As I share this, Maria is "um hum"-ing me, she's feelin' me here - regardless of how I FEEL my size is, the plaid shorts are a reality check. She agrees that certain items of clothing are a good marker, and she asserts that all women have a wardrobe of more than one size, because this is how the majority of us live. 

One more point about the plaid shorts that didn't end up coming out in conversation - as a result of past self-torture inflicted by pawing through my closet in my naive youth, I can only try them on when I feel both:
--A. Hopeful (as opposed to trying them on to prove to myself I am still "fat" - no purposeful beating up of self allowed), and 
--B. Positive enough to be KIND to myself in response to the fact-check. To genuinely be able to say, "Hey, you know what? It's getting better, good for you, keep it up, you're hot anyway," blah blah (but not in a WalMart kinda way. This comment will make sense soon).

(Digression: I'm feeling very on-edge while discussing this, as I alter between keystrokes and bites of Talenti Sea Salt Carmel gelato, which I am supposed to be allowed to indulge in today as my one "cheat day" per week to keep my metabolism from stalling. Oh God, Tim Ferris, I'm eating through this pint on invisible faith in you & your 4 Hour Body as one of my voices inside screams, "YOU'RE WRECKING YOUR WEEK'S WORK!!!!!!!" MMMM.... this gelato is seriously... MMMMMM....)

So today, before my Blind Faith Binge Day formally began, I tried on the plaid shorts as a reality marker. I explain to Maria that happily, although they didn't FIT, they zipped, and if I were one of those WalMart girls I'd totally be able to flaunt them today, ignoring the muffin-top spillover, the social unacceptability of the pockets bulging a bit because the fabric is pulling (no give, remember?), and the far-worse social unacceptability of the CAMELTOE that no strategic pulling can as of yet dislodge. 

(Digression #2: I wish that "muffin top" wasn't such an accurate description, because muffins used to be a really happy thing for me & the top is the best part, and I do still love to admire them in their bakery cases. By the way, have you actually checked out a camel's toe? I have, in Egypt, and the term's slang-usage accuracy is akin to that of "muffin top." We apparently have some astutely observant geniuses out there creating our English slang vocabulary for us).

—————

● **Required action A**: In the passage about the plaid shorts, what problems does the writer say a WalMart girl would ignore to flaunt the shorts today? List them all.
● **Required action B**: Pick up the passage about the plaid shorts after its final sentence and keep writing in the same voice.

—————

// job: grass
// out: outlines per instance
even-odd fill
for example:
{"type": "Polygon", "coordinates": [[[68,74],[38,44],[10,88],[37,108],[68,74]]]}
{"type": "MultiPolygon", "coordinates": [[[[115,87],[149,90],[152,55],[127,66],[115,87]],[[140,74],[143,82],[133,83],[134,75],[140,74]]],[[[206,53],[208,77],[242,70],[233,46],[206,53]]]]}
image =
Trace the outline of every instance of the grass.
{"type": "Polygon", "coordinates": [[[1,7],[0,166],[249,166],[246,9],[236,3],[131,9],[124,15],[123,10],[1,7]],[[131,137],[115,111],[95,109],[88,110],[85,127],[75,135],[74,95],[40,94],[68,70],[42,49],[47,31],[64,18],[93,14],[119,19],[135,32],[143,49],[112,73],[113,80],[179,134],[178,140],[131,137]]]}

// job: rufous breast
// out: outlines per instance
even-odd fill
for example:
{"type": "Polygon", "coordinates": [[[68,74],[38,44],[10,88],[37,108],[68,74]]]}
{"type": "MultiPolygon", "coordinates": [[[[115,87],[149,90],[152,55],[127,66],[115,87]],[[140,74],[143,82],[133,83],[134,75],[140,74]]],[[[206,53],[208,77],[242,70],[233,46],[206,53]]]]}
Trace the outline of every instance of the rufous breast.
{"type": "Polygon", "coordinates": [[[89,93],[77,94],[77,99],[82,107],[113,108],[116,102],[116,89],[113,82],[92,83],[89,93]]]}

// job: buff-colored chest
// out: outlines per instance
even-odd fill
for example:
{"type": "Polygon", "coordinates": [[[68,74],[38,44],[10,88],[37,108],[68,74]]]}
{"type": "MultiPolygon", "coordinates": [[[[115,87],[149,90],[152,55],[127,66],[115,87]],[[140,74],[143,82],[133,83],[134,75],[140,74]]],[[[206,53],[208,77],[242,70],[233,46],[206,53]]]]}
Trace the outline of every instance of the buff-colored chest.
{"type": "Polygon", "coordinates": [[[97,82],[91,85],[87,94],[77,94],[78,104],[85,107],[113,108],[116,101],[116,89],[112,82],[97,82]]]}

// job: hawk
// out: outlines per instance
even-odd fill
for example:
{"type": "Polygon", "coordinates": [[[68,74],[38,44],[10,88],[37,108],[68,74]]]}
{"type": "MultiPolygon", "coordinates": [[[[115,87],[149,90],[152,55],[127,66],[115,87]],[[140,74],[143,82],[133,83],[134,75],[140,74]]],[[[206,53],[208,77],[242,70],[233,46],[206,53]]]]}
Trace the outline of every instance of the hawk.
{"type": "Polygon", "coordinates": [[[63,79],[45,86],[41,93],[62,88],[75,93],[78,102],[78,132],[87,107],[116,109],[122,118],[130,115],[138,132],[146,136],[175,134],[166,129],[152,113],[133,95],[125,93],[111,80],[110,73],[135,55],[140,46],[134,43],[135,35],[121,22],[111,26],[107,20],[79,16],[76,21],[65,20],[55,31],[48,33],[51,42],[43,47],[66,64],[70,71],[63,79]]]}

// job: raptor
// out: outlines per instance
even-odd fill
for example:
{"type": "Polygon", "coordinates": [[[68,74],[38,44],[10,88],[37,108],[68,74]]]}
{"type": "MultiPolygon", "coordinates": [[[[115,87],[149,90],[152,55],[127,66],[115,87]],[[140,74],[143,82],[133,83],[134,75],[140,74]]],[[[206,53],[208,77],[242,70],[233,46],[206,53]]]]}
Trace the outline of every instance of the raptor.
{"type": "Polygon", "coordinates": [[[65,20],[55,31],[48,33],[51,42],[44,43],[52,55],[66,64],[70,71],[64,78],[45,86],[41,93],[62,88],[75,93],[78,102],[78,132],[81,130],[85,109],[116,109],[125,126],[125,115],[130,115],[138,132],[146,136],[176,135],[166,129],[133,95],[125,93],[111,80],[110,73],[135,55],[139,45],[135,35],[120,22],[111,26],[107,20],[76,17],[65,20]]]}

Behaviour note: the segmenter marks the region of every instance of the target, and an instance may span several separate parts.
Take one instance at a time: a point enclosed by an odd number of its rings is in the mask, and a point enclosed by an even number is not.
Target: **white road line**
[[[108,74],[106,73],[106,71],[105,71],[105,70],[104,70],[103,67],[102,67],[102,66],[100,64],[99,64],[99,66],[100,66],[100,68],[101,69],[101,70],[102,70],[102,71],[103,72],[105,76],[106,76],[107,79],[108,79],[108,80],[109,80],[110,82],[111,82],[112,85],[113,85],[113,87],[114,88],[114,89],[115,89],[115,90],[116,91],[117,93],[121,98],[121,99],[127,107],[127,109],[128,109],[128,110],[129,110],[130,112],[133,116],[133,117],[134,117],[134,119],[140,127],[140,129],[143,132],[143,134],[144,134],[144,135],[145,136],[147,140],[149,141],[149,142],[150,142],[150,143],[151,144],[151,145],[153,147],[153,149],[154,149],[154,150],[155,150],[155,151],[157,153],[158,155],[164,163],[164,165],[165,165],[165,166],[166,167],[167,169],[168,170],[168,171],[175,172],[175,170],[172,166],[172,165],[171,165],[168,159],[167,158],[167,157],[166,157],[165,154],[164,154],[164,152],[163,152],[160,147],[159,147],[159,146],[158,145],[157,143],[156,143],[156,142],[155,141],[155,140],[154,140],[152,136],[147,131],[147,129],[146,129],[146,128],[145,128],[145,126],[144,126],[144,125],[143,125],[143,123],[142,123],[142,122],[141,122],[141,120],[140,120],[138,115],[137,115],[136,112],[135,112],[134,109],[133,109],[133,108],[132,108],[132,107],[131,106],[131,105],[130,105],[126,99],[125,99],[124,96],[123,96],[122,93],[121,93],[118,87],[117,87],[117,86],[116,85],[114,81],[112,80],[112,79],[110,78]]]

—————

● **Final answer A**:
- The muffin-top spillover
- The social unacceptability of the pockets bulging a bit because the fabric is pulling
- The far-worse social unacceptability of the cameltoe that no strategic pulling can yet dislodge

● **Final answer B**:
If I WERE one of those WalMart girls, I'd take today's successful zip-up, do a little waist-twist in front of the mirror, and say, "Oh YAH, they fiiiit! Guuurllll, you lookin' HAWT, you still gottit, mmm hmmm!" But apparently something in me disallows this almost-enviable optimistic view of self.

Maria bursts out laughing. "You really should write a blog. Every woman can relate to that shit right there, and the way you word stuff..." So here you have it, my sassy WalMart-ready look (insert applause here for courage to even post this pic - I look like I'm trying to put on a child's pair of shorts). 


Ironically, I already HAVE such a blog, and even the website URL to go with it. She had no idea DefensiveDressing.com had been birthed (and subsequently abandoned). I took it as a sign it was time to give it some attention, circle back. I know it was very inspired when it all came to me, I just didn't know what the heck to DO with it, got info overload by learning about blogging as a formal topic, reviewed facts and details of it, potential directions to go with it, yadda yadda, all interesting, informative, "food for thought."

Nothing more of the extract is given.